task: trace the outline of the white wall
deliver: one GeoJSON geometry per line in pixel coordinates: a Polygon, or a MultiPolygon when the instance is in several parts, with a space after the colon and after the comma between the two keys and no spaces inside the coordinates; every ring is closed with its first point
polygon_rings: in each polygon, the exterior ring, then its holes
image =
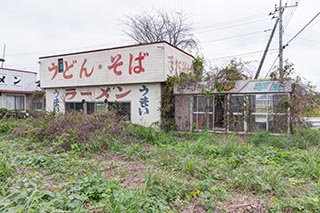
{"type": "Polygon", "coordinates": [[[170,46],[165,45],[165,75],[174,76],[180,73],[192,73],[193,57],[170,46]]]}
{"type": "Polygon", "coordinates": [[[0,92],[1,91],[17,91],[17,93],[32,92],[36,89],[36,73],[13,70],[0,69],[0,92]]]}
{"type": "Polygon", "coordinates": [[[137,45],[40,58],[41,87],[164,81],[163,48],[159,47],[159,44],[137,45]],[[58,59],[64,61],[64,72],[55,76],[58,59]]]}
{"type": "Polygon", "coordinates": [[[192,60],[164,42],[40,57],[40,81],[42,88],[164,82],[192,72],[192,60]]]}
{"type": "Polygon", "coordinates": [[[65,112],[65,102],[103,102],[105,99],[130,102],[132,123],[150,126],[160,122],[160,83],[46,89],[46,110],[65,112]],[[142,107],[140,101],[148,106],[142,107]]]}

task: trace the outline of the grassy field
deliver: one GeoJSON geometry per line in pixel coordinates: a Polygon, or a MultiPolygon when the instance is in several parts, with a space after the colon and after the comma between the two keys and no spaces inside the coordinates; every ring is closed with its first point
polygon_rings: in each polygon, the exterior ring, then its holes
{"type": "Polygon", "coordinates": [[[48,128],[92,120],[55,119],[1,120],[0,212],[320,212],[319,130],[240,137],[124,123],[93,127],[88,141],[79,126],[48,128]]]}

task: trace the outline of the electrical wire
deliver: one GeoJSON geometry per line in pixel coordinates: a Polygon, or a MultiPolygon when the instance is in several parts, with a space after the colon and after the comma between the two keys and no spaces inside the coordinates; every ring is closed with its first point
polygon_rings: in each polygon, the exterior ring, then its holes
{"type": "Polygon", "coordinates": [[[202,44],[206,44],[206,43],[212,43],[212,42],[217,42],[217,41],[224,41],[224,40],[229,40],[229,39],[235,39],[235,38],[241,38],[241,37],[246,37],[248,35],[255,35],[255,34],[260,34],[266,31],[255,31],[252,33],[246,33],[246,34],[241,34],[241,35],[236,35],[236,36],[230,36],[230,37],[225,37],[225,38],[220,38],[220,39],[214,39],[214,40],[209,40],[209,41],[204,41],[201,42],[202,44]]]}
{"type": "MultiPolygon", "coordinates": [[[[271,49],[269,50],[269,52],[274,52],[277,51],[278,49],[271,49]]],[[[212,59],[208,59],[208,61],[215,61],[215,60],[220,60],[220,59],[225,59],[225,58],[233,58],[233,57],[239,57],[239,56],[246,56],[246,55],[257,55],[264,52],[264,50],[262,51],[253,51],[253,52],[247,52],[247,53],[242,53],[242,54],[238,54],[238,55],[228,55],[228,56],[223,56],[223,57],[218,57],[218,58],[212,58],[212,59]]]]}
{"type": "Polygon", "coordinates": [[[320,15],[320,12],[318,12],[317,15],[315,15],[296,35],[294,35],[284,46],[283,48],[287,47],[290,42],[292,42],[295,38],[298,37],[318,16],[320,15]]]}

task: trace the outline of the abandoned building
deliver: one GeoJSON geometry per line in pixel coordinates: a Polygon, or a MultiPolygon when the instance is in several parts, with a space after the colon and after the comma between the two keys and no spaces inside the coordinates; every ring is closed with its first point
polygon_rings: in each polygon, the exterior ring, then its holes
{"type": "Polygon", "coordinates": [[[290,82],[241,80],[175,86],[178,131],[290,132],[290,82]]]}
{"type": "Polygon", "coordinates": [[[166,42],[40,57],[46,110],[90,114],[117,106],[132,123],[159,123],[163,82],[192,73],[192,61],[166,42]]]}
{"type": "Polygon", "coordinates": [[[0,68],[0,108],[26,112],[33,108],[36,72],[0,68]]]}

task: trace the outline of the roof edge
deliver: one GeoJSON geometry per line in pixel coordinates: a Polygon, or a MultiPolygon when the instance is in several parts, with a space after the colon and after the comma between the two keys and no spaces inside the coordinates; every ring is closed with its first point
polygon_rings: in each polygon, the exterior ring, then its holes
{"type": "Polygon", "coordinates": [[[63,57],[63,56],[69,56],[69,55],[79,55],[79,54],[85,54],[85,53],[93,53],[93,52],[100,52],[100,51],[108,51],[108,50],[116,50],[116,49],[124,49],[124,48],[131,48],[131,47],[139,47],[139,46],[147,46],[147,45],[153,45],[153,44],[167,44],[178,51],[194,58],[193,55],[185,52],[182,49],[179,49],[178,47],[166,42],[166,41],[159,41],[159,42],[153,42],[153,43],[140,43],[140,44],[132,44],[132,45],[126,45],[126,46],[118,46],[118,47],[111,47],[111,48],[104,48],[104,49],[95,49],[95,50],[87,50],[87,51],[80,51],[80,52],[71,52],[71,53],[63,53],[63,54],[57,54],[57,55],[50,55],[50,56],[42,56],[39,57],[39,59],[47,59],[47,58],[54,58],[54,57],[63,57]]]}
{"type": "Polygon", "coordinates": [[[34,71],[12,69],[12,68],[5,68],[5,67],[0,68],[0,70],[8,70],[8,71],[13,71],[13,72],[24,72],[24,73],[30,73],[30,74],[38,74],[37,72],[34,72],[34,71]]]}

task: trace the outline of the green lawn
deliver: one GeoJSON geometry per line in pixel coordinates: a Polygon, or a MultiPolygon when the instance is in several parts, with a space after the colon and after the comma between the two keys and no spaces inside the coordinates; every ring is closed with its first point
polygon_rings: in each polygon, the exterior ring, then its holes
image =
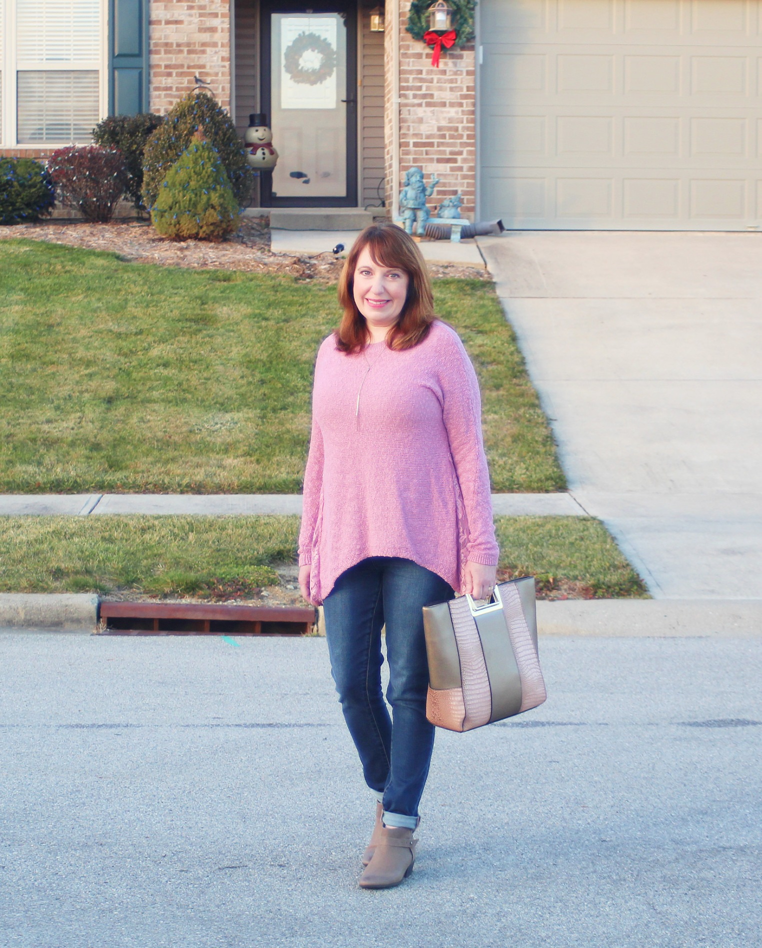
{"type": "MultiPolygon", "coordinates": [[[[0,292],[0,492],[301,489],[333,287],[3,241],[0,292]]],[[[563,489],[493,287],[436,298],[480,376],[493,489],[563,489]]]]}
{"type": "MultiPolygon", "coordinates": [[[[497,517],[501,574],[542,594],[639,596],[644,589],[591,518],[497,517]]],[[[246,592],[295,560],[298,517],[0,517],[0,592],[246,592]]]]}

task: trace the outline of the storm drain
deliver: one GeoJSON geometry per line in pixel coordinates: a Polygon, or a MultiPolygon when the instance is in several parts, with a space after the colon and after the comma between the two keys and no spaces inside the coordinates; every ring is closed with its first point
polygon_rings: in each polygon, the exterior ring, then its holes
{"type": "Polygon", "coordinates": [[[102,602],[102,635],[307,635],[315,610],[292,606],[102,602]]]}

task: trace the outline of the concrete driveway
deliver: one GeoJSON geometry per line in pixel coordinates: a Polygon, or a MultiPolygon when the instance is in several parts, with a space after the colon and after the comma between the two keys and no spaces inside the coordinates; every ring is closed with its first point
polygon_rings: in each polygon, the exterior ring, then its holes
{"type": "Polygon", "coordinates": [[[437,736],[416,871],[362,892],[325,639],[0,630],[0,945],[758,944],[762,639],[541,658],[542,707],[437,736]]]}
{"type": "Polygon", "coordinates": [[[762,234],[479,245],[574,497],[655,596],[762,598],[762,234]]]}

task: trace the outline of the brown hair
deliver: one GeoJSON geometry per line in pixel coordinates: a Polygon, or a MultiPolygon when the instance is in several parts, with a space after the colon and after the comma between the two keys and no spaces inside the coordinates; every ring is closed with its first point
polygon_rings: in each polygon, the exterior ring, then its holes
{"type": "Polygon", "coordinates": [[[360,254],[367,247],[373,262],[380,266],[399,267],[408,276],[407,297],[400,319],[387,337],[390,349],[411,349],[422,342],[434,322],[434,294],[429,271],[416,242],[396,224],[371,224],[354,243],[339,280],[339,302],[344,316],[336,330],[336,348],[357,353],[367,342],[365,318],[355,303],[355,270],[360,254]]]}

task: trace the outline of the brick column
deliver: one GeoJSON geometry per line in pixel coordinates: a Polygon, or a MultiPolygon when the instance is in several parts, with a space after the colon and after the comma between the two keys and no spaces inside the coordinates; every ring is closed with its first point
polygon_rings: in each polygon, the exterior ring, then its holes
{"type": "MultiPolygon", "coordinates": [[[[433,66],[431,47],[414,40],[405,29],[410,0],[400,0],[400,182],[413,165],[423,170],[427,184],[433,172],[440,183],[429,198],[429,207],[460,191],[461,213],[473,219],[476,175],[474,43],[443,49],[438,68],[433,66]]],[[[387,32],[394,27],[389,23],[387,32]]],[[[391,36],[386,37],[385,64],[386,203],[391,207],[391,36]]]]}
{"type": "Polygon", "coordinates": [[[193,89],[195,75],[230,110],[230,0],[151,0],[149,61],[152,112],[166,114],[193,89]]]}

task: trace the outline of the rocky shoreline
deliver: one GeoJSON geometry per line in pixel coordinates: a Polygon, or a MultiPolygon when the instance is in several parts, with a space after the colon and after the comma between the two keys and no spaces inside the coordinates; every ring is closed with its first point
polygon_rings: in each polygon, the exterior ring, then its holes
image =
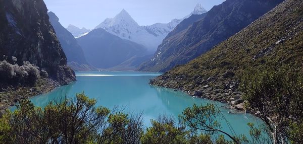
{"type": "Polygon", "coordinates": [[[255,114],[244,108],[244,101],[238,90],[239,82],[229,79],[230,77],[226,75],[205,79],[202,77],[189,78],[186,75],[171,76],[166,73],[150,80],[149,84],[181,91],[194,97],[219,101],[229,104],[230,106],[227,108],[229,109],[255,114]]]}
{"type": "Polygon", "coordinates": [[[20,100],[49,92],[60,86],[58,82],[50,79],[43,79],[32,87],[9,87],[0,91],[0,117],[6,113],[9,107],[14,106],[20,100]]]}

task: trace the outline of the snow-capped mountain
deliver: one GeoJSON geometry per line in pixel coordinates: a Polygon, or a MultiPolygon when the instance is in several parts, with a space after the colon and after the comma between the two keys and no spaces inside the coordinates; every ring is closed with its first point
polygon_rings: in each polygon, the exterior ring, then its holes
{"type": "MultiPolygon", "coordinates": [[[[189,15],[201,14],[206,12],[198,4],[189,15]]],[[[189,16],[188,16],[189,17],[189,16]]],[[[130,15],[123,10],[113,19],[107,19],[95,28],[103,28],[119,37],[142,44],[150,52],[155,52],[167,34],[172,31],[183,19],[174,19],[167,24],[157,23],[150,26],[139,26],[130,15]]]]}
{"type": "Polygon", "coordinates": [[[80,29],[73,25],[69,25],[66,29],[69,31],[75,38],[78,38],[85,35],[90,31],[90,30],[82,28],[80,29]]]}
{"type": "Polygon", "coordinates": [[[200,4],[197,4],[194,7],[193,12],[191,12],[190,15],[201,15],[207,12],[206,10],[202,7],[202,5],[200,4]]]}
{"type": "Polygon", "coordinates": [[[125,10],[115,18],[107,19],[95,29],[100,28],[122,39],[142,44],[150,51],[156,50],[162,40],[162,37],[155,36],[139,26],[125,10]]]}

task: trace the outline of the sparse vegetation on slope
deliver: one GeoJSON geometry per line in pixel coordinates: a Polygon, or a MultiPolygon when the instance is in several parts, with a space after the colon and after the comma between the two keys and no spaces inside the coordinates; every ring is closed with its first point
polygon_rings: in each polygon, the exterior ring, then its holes
{"type": "Polygon", "coordinates": [[[205,16],[200,21],[192,22],[184,30],[169,35],[152,60],[142,64],[140,70],[165,72],[178,64],[185,64],[241,31],[283,1],[226,1],[203,14],[205,16]]]}

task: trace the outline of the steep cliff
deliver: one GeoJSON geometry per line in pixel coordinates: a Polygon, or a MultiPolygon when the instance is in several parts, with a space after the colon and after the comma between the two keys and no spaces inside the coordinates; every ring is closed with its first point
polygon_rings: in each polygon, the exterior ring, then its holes
{"type": "MultiPolygon", "coordinates": [[[[180,32],[168,35],[154,57],[140,70],[165,72],[183,64],[226,40],[283,0],[227,0],[180,32]]],[[[181,23],[182,24],[182,23],[181,23]]],[[[179,27],[177,26],[176,29],[179,27]]],[[[175,32],[173,31],[172,33],[175,32]]]]}
{"type": "Polygon", "coordinates": [[[59,23],[59,19],[53,12],[48,13],[49,21],[56,32],[67,58],[68,64],[75,70],[93,70],[86,61],[83,51],[73,35],[59,23]]]}
{"type": "Polygon", "coordinates": [[[4,105],[0,109],[18,99],[76,80],[74,72],[67,65],[47,12],[42,0],[0,0],[0,61],[3,68],[11,72],[9,74],[12,78],[8,79],[14,80],[0,81],[0,103],[4,105]],[[32,80],[34,85],[22,85],[26,83],[20,82],[27,80],[22,79],[28,79],[30,76],[37,79],[32,80]],[[6,83],[11,86],[6,87],[6,83]],[[5,94],[8,91],[11,92],[5,94]]]}
{"type": "Polygon", "coordinates": [[[99,68],[114,67],[131,57],[147,53],[143,45],[122,39],[102,28],[94,29],[77,40],[88,62],[99,68]]]}
{"type": "Polygon", "coordinates": [[[244,71],[273,61],[303,63],[302,16],[302,1],[286,0],[210,51],[151,83],[222,103],[243,102],[238,87],[244,71]]]}

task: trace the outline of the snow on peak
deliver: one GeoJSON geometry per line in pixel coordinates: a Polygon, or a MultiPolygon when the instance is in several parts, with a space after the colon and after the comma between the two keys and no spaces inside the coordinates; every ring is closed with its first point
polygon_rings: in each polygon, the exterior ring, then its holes
{"type": "Polygon", "coordinates": [[[106,19],[102,23],[96,26],[95,29],[102,28],[107,30],[112,27],[138,27],[139,25],[130,16],[129,14],[123,9],[113,19],[106,19]]]}
{"type": "Polygon", "coordinates": [[[90,31],[90,30],[86,29],[84,27],[82,28],[82,29],[80,29],[74,25],[70,24],[68,25],[68,27],[66,28],[66,29],[71,33],[72,33],[73,36],[74,36],[74,37],[75,38],[78,38],[83,36],[83,34],[88,33],[90,31]]]}
{"type": "Polygon", "coordinates": [[[200,4],[197,4],[194,7],[193,12],[191,12],[191,15],[201,15],[206,13],[207,11],[200,4]]]}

Written problem: Exactly reproduce the lines from the one containing "task: trace the outline of the snow on peak" through the end of the records, and only those lines.

The result:
task: trace the outline of the snow on peak
deliver: one GeoJSON geometry per line in pixel coordinates: a Polygon, or a MultiPolygon when the instance is in several parts, with a space after the colon and after the comma between the two keys and no spaces inside the coordinates; every ring is closed with its first point
polygon_rings: in each polygon, the exterior ring, then its holes
{"type": "Polygon", "coordinates": [[[106,19],[102,23],[96,26],[95,29],[102,28],[107,30],[112,27],[138,27],[139,25],[130,16],[129,14],[123,9],[113,19],[106,19]]]}
{"type": "Polygon", "coordinates": [[[90,31],[90,30],[86,29],[84,27],[82,28],[82,29],[80,29],[74,25],[70,24],[68,25],[68,27],[66,28],[66,29],[71,33],[72,33],[73,36],[74,36],[74,37],[75,38],[78,38],[83,36],[83,34],[88,33],[90,31]]]}
{"type": "Polygon", "coordinates": [[[200,4],[197,4],[194,7],[193,12],[191,12],[191,15],[201,15],[206,13],[207,11],[200,4]]]}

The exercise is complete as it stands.